*AUFGABEN UND ÜBUNGEN:*
1. Wer übt laut dem Textauszug über die Streetwork-Standards die Rechts- und Fachaufsicht über den BJR aus?
2. Nenne alle Aufgaben, die der BJR nach dem Textauszug über die Streetwork-Standards für den Bereich der Jugendarbeit übernimmt.
3. Setze den Text über die Fachlichen Standards für Streetwork und Mobile Jugendarbeit nach seinem letzten Satz fort.

***** TEXTAUSZUG *****

Die Delegierten der 165. Vollversammlung beschließen die Verabschiedung von fachlichen Standards der Streetwork und Mobilen Jugendarbeit mit jungen Menschen in Bayern.
Dem Bayerischen Jugendring (BJR) als Körperschaft des öffentlichen Rechts (K.d.ö.R.) sind gemäß Art. 32 Abs. 4 Ausführungsgesetz zu den Sozialgesetzbüchern (AGSG) i.V.m. § 32 Verordnung zur Ausführung der Sozialgesetze (AVSG) für den Bereich der Jugendarbeit die Aufgaben des überörtlichen Trägers der Jugendhilfe nach § 85 Abs. 2 des Achten Sozialgesetzbuchs (SGB VIII) zur Besorgung im Auftrag des Staats übertragen.
Der BJR übernimmt damit die Aufgaben der Beratung, Koordinierung, Planung und Fortbildung für den Bereich der Jugendarbeit. Er unterstützt durch Empfehlungen und Vorschläge die Tätigkeit der Jugendämter als örtliche Träger der öffentlichen Jugendhilfe in ihrer Verantwortung für die gesamte Planungs- und Leitungsverantwortung gem. § 79 SGB VIII. In dieser Eigenschaft unterliegt der BJR der Rechts- und Fachaufsicht des Bayerischen Staatsministeriums für Familie, Arbeit und Soziales. Im Rahmen der Wahrnehmung dieser Aufgaben veröffentlicht der BJR die vorliegenden Empfehlungen nach § 85 Abs. 2 Nr. 1 SGB VIII.
Die Fachlichen Standards für das Arbeitsfeld Streetwork und Mobile Jugendarbeit wurden von Kolleg:innen der Landesarbeitsgemeinschaft Streetwork/Mobile Jugendarbeit Bayern e.V. (LAG) in Abstimmung mit dem BJR auf Basis der 2014 veröffentlichten Fachlichen Standards und den Fachlichen Standards der Bundesarbeitsgemeinschaft Streetwork/Mobile Jugendarbeit e.V. (Stand 2018) erarbeitet.
Die Landesarbeitsgemeinschaft Streetwork/Mobile Jugendarbeit Bayern e.V. (LAG) vertritt die Interessen ihrer Mitglieder und bietet ein umfangreiches Beratungs- und Unterstützungsangebot für Streetwork und Mobile Jugendarbeit durch überregionale Vernetzung. Vernetzung versteht die LAG dabei nicht nur als fachlichen Austausch, der die Qualität der Arbeit sichert und erhöht,
sondern auch als Netzwerk, das die einzelnen Kolleg:innen bei Schwierigkeiten vor Ort auffängt, berät und bei der Bewältigung der Anforderungen ihrer Arbeit unterstützt. Aktuelle Entwicklungen im Arbeitsfeld werden dokumentiert und diskutiert. Auf diese Weise wird die Sicherung und Fortschreibung der gemeinsam von LAG und BJR veröffentlichten Fachlichen Standards für Streetwork und Mobile Jugendarbeit ermöglicht. Durch die Fort- und Weiterschreibung wird ein essenzieller Beitrag zum fachpolitischen Diskurs geleistet.

***** DATENBLOCK *****

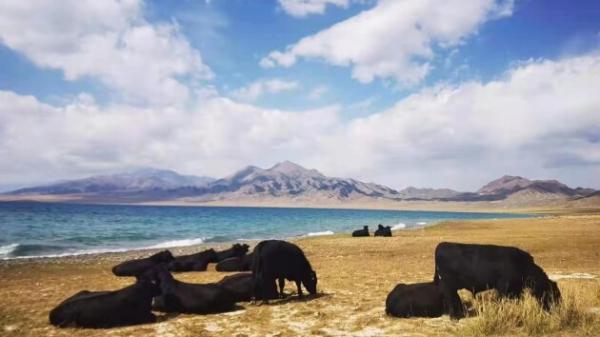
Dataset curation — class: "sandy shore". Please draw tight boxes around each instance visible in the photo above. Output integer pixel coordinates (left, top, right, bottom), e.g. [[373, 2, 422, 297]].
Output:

*****

*DIE ANTWORTEN:*
1. Das Bayerische Staatsministerium für Familie, Arbeit und Soziales.

2. Beratung, Koordinierung, Planung und Fortbildung

3.
Die hier gefassten Standards sind als Empfehlung für Fachkräfte im beschriebenen Arbeitsfeld und deren Träger zu verstehen. Sie sollen Fachkräfte in ihrem Handeln unterstützen und Neueinsteiger:innen an das Arbeitsfeld heranführen, begleiten und Orientierung geben. Sie bieten Praktiker:innen einen Orientierungsrahmen bezüglich ihrer Aufgaben, notwendigen Rahmenbedingungen und Handlungsleitlinien für dieses Arbeitsfeld. Sie dienen als Grundlage für professionelles Handeln und sind damit wichtiger Bestandteil der Qualitätssicherung. Öffentliche wie freie Träger und Multiplikator:innen werden bei der Schaffung notwendiger bedarfsgerechter Voraussetzungen für die Etablierung von erfolgreichen Angeboten der Streetwork und Mobilen Jugendarbeit vor Ort unterstützt. Darüber hinaus liefern sie einen umfangreichen Einblick ins Arbeitsfeld der Streetwork und Mobilen Jugendarbeit für alle Interessierten.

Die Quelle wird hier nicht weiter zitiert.